SET TASK A
From the saliency detection text, list the benchmark datasets on which the proposed method is evaluated.
SET TASK B
Continue the saliency detection text, not the data, from its final sentence.

TEXT SECTION
┄┄┄┄┄┄┄┄┄┄

Therefore, we use the SLIC method to segment the image into superpixels in this work. The number of superpixels influences the results. In order to keep within limits of this, we use multi-scale fusion \(S_{final} = {\sum }_{h}{(s^{p})^{h}}\) to obtain the final saliency map, where \(h = 1, 2, \dots , H\), h means different scales. The whole algorithm of our proposed method is summarized in Algorithm 1.

figure a

Experiments

The proposed method is evaluated on four widely used benchmark datasets: ASD [1], CSSD [43], ECSSD [43], and SED [3]. We compare our model with the following seventeen related state-of-the-art saliency detection algorithms: CA [12], FT [1], SEG [30], BM [41], SWD [10], SF [29], GCHC [45], LMLC [42], HS [43], PCA [26], DSR [24], MC [19], MR [46], MS [34], RBD [55], RR [22], and MST [35].

Benchmark Datasets and Parameter Setting

The ASD dataset is a subset of the MSRA dataset [25], which contains 1000 images with the accurate human-labeled ground truth. The CSSD dataset, namely complex scene saliency detection, contains 200 complex images. The ECSSD dataset, an extension of CSSD dataset, contains 1000 images with the accurate human-labeled ground truth. The SED dataset has two parts of SED1 and SED2: images in SED1 contain one object, images in SED2 contain two objects, and in total there are 200 images.

From the experiments, experientially, the tuning parameters in the proposed algorithm are set as follows: the edge weight σ2 = 0.1 in Eq. 3 to control the strength of weight between a pair of nodes, we let μ = 0.99, then calculate γ in Eq. 11 to obtain the final saliency value. We have conducted the experiment for the selection of superpixel numbers, the process is shown in Fig. 6 that proves the used superpixel numbers N which are 200, 250, 300 and 350 in the superpixel element is the optimal choice.

Fig. 6
figure 6

The selection of superpixel numbers

Evaluation of the Proposed Model

The precision-recall (PR) curves [1], F-measure curves [1], and the F-measure values are used as performance metrics. The precision is defined as the ratio of salient pixels correctly detected to all the pixels of extracted regions, while the recall is defined as the ratio of salient pixels correctly detected to the ground truth. They are formulated as:

$$ Precision = \frac{TP}{TP+FP} $$
(12)
$$ Recall = \frac{TP}{TP+FN} $$
(13)

where TP, FP, and FN represent the true positive, false positive, and false negative respectively. A PR curve is obtained by the threshold sliding from 0 to 255 to get the difference between the predicted saliency map and the manually labeled ground truth. F-measure is regarded as the overall performance measurement by calculating the weighted average between the precision and recall values, formulated as

$$ F_{\upbeta } = \frac{(1+{\upbeta}^{2})Precision \times Recall}{{\upbeta}^{2}Precision + Recall}, $$
(14)

where β2 = 0.3 is set to stress precision more than recall. According to different thresholds, we obtain the F-measure curve.

┄┄┄┄┄┄┄┄┄┄

INFORMATION PROVIDED
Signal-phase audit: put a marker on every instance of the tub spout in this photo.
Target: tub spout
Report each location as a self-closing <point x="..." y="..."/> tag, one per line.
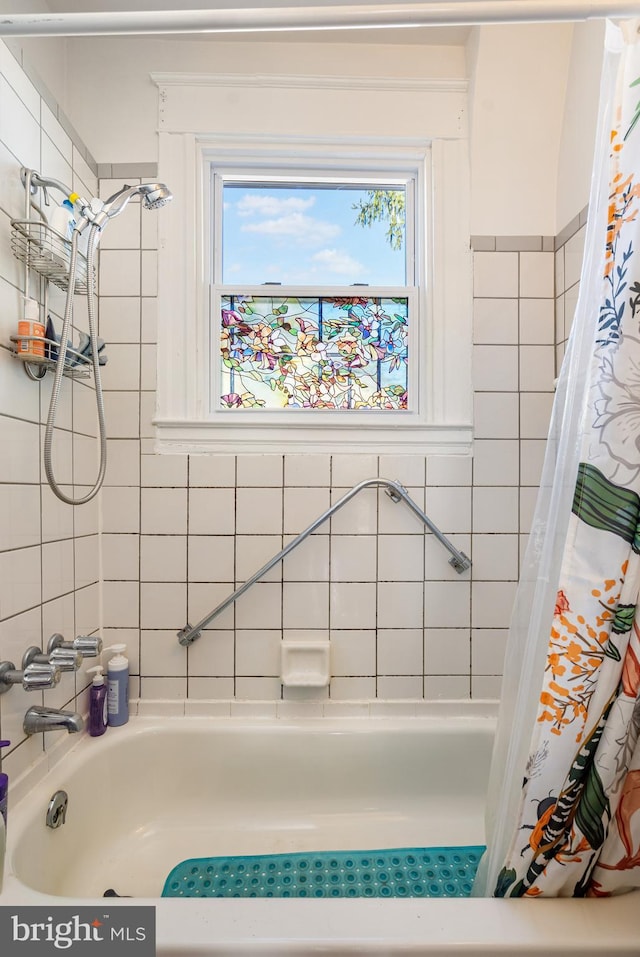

┄┄┄┄┄┄┄┄┄┄

REPLY A
ASD, CSSD, ECSSD, SED

REPLY B
Quantitative Comparison

First, in ASD dataset, we give the comparison between our proposed method with the saliency detection via absorbing Markov chain based on background prior only and foreground prior only, respectively. From Fig. 7, the PR curve is better than the others, which suggests the effective of our model.

Fig. 7
figure 7

The comparison with background prior and foreground prior

We also compare the proposed method with superpixel-level saliency map and pixel-level saliency map on SED dataset, and the process is shown in Fig. 8 which proves the pixel-level saliency maps and superpixel-level saliency maps have similar PR curve, but the F-measures are 0.7877 and 0.7821, respectively; the pixel-level saliency maps are slightly better than the superpixel-level saliency maps.

Fig. 8
figure 8

The comparison of pixel-level saliency map and superpixel saliency map in our method

Then, the PR curves, F-measure curves, and the F-measure values on four benchmark datasets are shown in Figs. 91011, and 12, where our proposed method outperforms 17 state-of-the-art methods. Figures 9 and 11 report the performance comparison on the ASD and CSSD dataset using the PR curve, F-measure curve, and the F-measure values. Compared with the 17 state-of-the-art methods, our method achieves a competitive performance according to the 3 terms. Figure 10 shows the performance comparison with the 17 state-of-the-art methods on the ECSSD dataset, the proposed method achieves a high value of precision in the recall range from 0.5 to 0.9 and the highest F-measure value. Figure 12 shows the evaluation results comparison with the 17 state-of-the-art methods on the SED dataset; the proposed method achieves a high precision with recall ranging from 0.7 to 1 and the highest F-measure value.

Fig. 9
figure 9

The PR curves, F-measure curves, and F-measure values for different methods on ASD dataset

Fig. 10
figure 10

The PR curves, F-measure curves, and F-measure values for different methods on ECSSD dataset

Fig. 11
figure 11

The PR curves, F-measure curves, and F-measure values for different methods on CSSD dataset

Fig. 12
figure 12

The PR curves, F-measure curves, and F-measure values for different methods on SED dataset

Figure 13 presents output of the estimated saliency maps on sample images selected from the four datasets. It can be seen that our proposed method can overall achieve the best saliency results as compared with other state-of-the-art methods.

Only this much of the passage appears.